• [TASK OBJECTIVE] Starting at the line containing "Get crowd in" and ending with the line containing "578 126 631 231", copy those lines with "jersey" changed to "sweater" and nothing else altered.

*** DATA PROVIDED ***

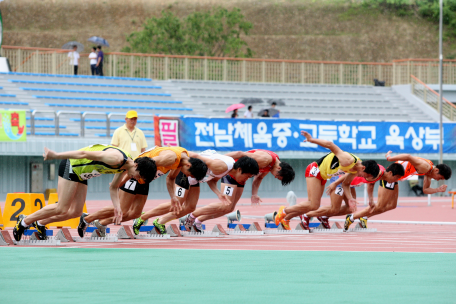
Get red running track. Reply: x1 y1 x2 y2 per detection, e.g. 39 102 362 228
1 197 456 252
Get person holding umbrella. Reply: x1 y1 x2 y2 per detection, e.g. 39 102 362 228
68 45 80 75
96 45 104 76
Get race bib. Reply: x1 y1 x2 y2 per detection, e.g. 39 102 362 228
80 170 101 180
310 167 320 177
124 179 137 191
223 186 234 196
334 187 344 196
176 187 185 197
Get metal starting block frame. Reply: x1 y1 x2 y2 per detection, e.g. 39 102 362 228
264 223 309 235
224 222 264 236
13 231 61 246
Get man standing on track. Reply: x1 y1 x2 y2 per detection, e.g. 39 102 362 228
186 149 295 231
275 131 380 229
78 147 207 237
133 150 256 234
13 145 156 241
344 151 451 230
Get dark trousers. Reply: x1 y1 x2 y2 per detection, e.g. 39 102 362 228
97 62 103 76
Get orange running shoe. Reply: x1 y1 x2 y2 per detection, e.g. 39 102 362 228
280 220 291 230
275 206 286 226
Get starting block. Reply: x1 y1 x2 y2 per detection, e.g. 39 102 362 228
310 222 344 233
264 223 309 235
0 230 14 246
348 223 377 232
225 222 264 235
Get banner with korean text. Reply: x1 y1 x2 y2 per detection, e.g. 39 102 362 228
155 117 456 153
0 110 27 141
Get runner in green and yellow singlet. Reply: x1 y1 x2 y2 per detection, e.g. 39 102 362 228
13 145 157 241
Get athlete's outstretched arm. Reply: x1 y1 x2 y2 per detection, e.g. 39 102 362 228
166 168 183 214
423 175 448 194
225 151 248 159
109 172 127 224
43 148 123 166
301 131 343 155
207 178 231 206
250 172 269 205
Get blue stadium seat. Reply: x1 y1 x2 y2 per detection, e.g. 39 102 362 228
0 72 152 81
8 79 162 89
33 95 182 104
21 88 171 97
46 103 193 111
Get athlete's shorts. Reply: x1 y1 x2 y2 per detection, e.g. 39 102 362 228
120 178 149 195
222 174 245 188
305 162 326 185
174 172 200 190
380 180 398 190
59 159 87 185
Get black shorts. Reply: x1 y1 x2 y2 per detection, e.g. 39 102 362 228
174 172 199 190
222 174 244 188
59 159 87 185
120 178 149 195
380 180 398 190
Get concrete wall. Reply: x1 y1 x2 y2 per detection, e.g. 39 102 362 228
0 156 456 201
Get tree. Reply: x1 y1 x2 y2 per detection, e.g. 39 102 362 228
123 8 253 57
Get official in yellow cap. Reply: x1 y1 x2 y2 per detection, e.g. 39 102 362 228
111 111 147 159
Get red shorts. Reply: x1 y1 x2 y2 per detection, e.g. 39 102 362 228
306 162 326 185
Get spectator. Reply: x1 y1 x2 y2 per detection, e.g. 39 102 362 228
271 101 280 117
68 45 79 75
111 111 147 159
96 45 104 76
244 106 253 118
231 109 239 118
261 110 271 117
89 47 98 76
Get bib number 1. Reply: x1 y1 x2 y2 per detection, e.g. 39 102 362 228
223 186 234 196
176 187 185 197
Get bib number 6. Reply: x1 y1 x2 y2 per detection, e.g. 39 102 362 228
176 187 185 197
223 186 234 196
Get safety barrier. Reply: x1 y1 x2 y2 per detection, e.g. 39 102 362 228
411 75 456 121
2 46 456 86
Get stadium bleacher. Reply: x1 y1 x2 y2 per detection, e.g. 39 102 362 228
0 73 438 137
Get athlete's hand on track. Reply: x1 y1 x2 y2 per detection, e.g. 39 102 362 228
348 198 358 212
170 196 182 214
114 206 123 225
437 185 448 192
218 194 231 206
385 151 393 160
326 184 336 195
43 147 57 160
250 195 263 206
301 131 312 142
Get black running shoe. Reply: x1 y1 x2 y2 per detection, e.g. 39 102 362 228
13 214 28 242
78 213 89 237
33 222 47 241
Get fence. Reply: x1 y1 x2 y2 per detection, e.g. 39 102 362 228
2 46 456 86
411 75 456 121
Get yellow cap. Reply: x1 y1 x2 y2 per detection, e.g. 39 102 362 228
125 110 138 118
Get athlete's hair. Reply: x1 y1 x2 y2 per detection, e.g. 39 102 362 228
188 157 207 181
135 157 157 183
386 162 405 176
233 156 260 175
279 161 295 186
435 164 451 180
363 160 380 178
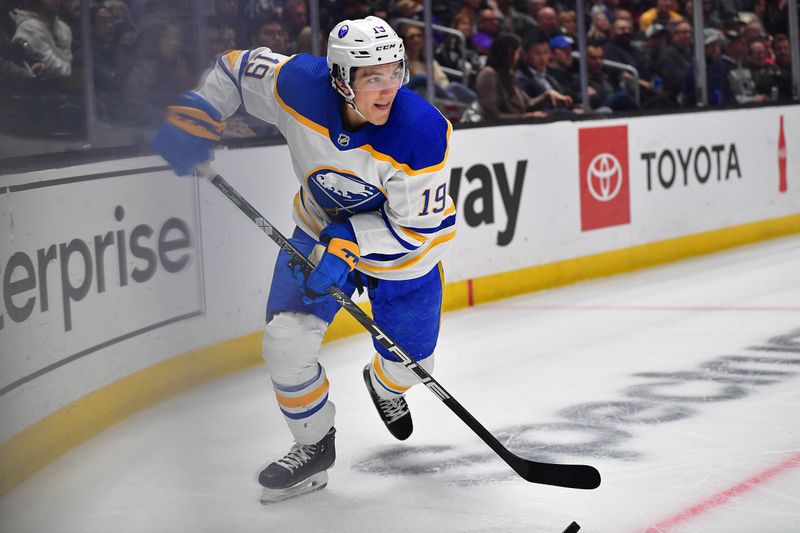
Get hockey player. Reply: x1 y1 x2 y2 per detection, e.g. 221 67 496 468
154 17 455 502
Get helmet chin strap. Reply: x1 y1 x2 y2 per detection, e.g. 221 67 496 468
331 78 369 122
342 95 369 122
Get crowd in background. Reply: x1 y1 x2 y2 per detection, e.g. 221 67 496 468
0 0 800 144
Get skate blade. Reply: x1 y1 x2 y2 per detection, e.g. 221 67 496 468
261 470 328 505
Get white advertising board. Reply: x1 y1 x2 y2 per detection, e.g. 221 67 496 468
0 106 800 443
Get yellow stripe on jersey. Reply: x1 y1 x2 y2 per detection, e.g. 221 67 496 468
328 238 361 270
372 353 411 392
272 56 329 137
275 378 330 409
294 193 322 235
359 231 456 272
359 119 453 176
398 226 428 242
222 50 244 72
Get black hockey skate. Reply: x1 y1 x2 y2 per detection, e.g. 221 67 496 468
364 365 414 440
258 428 336 503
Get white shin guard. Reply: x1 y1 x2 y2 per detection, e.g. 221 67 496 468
262 313 336 444
370 353 435 400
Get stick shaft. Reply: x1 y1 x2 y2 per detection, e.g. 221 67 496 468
197 165 600 489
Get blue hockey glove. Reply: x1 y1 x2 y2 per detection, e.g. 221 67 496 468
153 93 225 176
292 222 361 304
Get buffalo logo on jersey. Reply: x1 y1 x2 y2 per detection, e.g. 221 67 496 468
308 168 386 221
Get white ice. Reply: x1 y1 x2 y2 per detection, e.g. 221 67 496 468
0 237 800 533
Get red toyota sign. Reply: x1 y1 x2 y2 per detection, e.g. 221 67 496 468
578 126 631 231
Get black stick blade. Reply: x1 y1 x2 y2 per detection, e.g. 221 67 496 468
511 458 600 490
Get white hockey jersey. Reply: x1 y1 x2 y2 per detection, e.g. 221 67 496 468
195 48 456 279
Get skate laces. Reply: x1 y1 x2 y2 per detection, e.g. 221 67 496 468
276 444 317 470
378 396 408 424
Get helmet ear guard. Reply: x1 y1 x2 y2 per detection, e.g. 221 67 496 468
327 16 409 104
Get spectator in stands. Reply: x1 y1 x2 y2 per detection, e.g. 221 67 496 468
515 31 572 109
722 31 766 104
639 0 683 32
436 13 486 86
612 7 645 42
475 33 568 121
683 28 736 106
744 19 767 44
249 13 289 54
536 6 559 39
603 18 651 93
0 22 44 77
206 16 236 64
586 11 611 43
453 0 481 35
104 0 133 26
586 43 635 112
471 7 498 55
525 0 547 25
74 4 119 113
772 33 800 101
399 24 476 103
645 22 669 74
547 35 581 104
115 21 196 130
655 21 692 105
282 0 311 54
134 0 179 29
209 0 247 47
558 10 578 40
761 0 789 35
11 0 72 78
495 0 536 35
745 40 780 100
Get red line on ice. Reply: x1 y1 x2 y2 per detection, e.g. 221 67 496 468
644 453 800 533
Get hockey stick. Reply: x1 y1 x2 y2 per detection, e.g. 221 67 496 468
195 164 600 489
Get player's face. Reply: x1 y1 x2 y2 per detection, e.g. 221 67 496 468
352 61 404 126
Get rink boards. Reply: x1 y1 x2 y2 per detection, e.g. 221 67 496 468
0 102 800 494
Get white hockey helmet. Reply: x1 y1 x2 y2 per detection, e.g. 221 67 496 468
327 16 408 100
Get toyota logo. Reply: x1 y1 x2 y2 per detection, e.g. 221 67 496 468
586 153 622 202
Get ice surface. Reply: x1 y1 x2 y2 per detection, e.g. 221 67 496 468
0 237 800 533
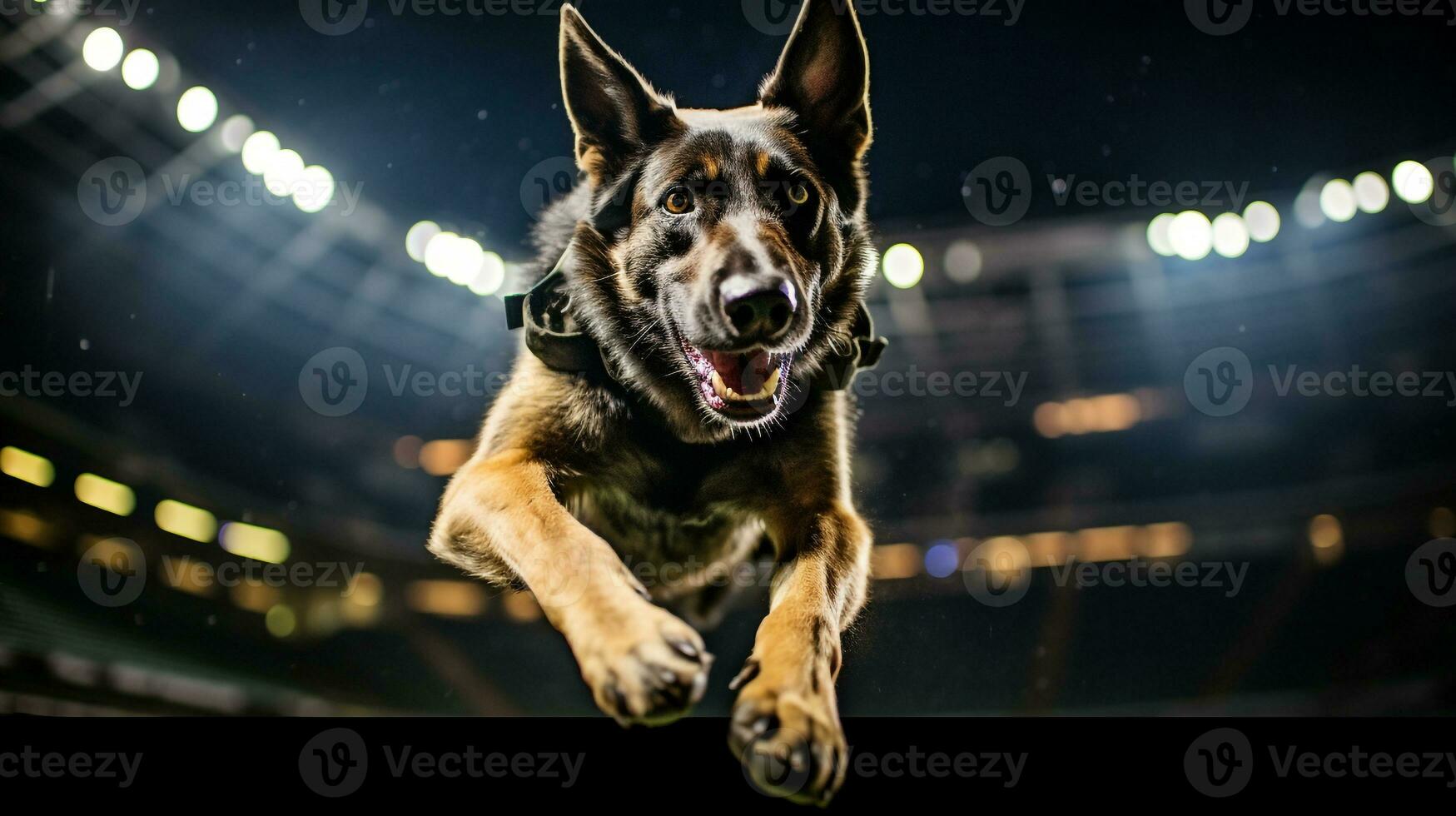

***

• [SOLUTION TO THIS EXERCISE]
Get crowd in background. Reply: x1 y1 x2 y2 per detection, e.g. 221 67 496 468
0 0 800 144
Get skate blade. Reply: x1 y1 x2 y2 per detection, e.g. 221 67 496 468
261 470 328 505
Get white advertising board. Reply: x1 y1 x2 y2 per detection, e.g. 221 67 496 468
0 106 800 443
Get yellow stripe on sweater. Reply: x1 y1 x2 y2 per detection, e.g. 221 67 496 468
328 238 361 270
372 353 411 392
272 56 329 137
275 378 330 409
294 193 322 235
359 231 456 272
359 119 453 176
398 226 428 242
222 50 244 72
Get black hockey skate. Reply: x1 y1 x2 y2 per detection, e.g. 221 67 496 468
364 365 414 440
258 428 336 503
Get white shin guard. Reply: x1 y1 x2 y2 per detection, e.g. 221 67 496 468
262 313 336 444
370 353 435 400
Get stick shaft. Reply: x1 y1 x2 y2 per detection, e.g. 221 67 496 468
197 165 600 489
Get blue hockey glove. Reply: x1 y1 x2 y2 per detection, e.g. 221 67 496 468
153 93 225 176
292 222 361 304
Get buffalo logo on sweater. Reply: x1 y1 x2 y2 per detection, e.g. 221 67 496 468
308 168 386 221
Get white ice. Reply: x1 y1 x2 y2 per detection, e.g. 221 67 496 468
0 237 800 533
Get red toyota sign. Reply: x1 y1 x2 y2 per detection, e.g. 221 67 496 468
578 126 631 231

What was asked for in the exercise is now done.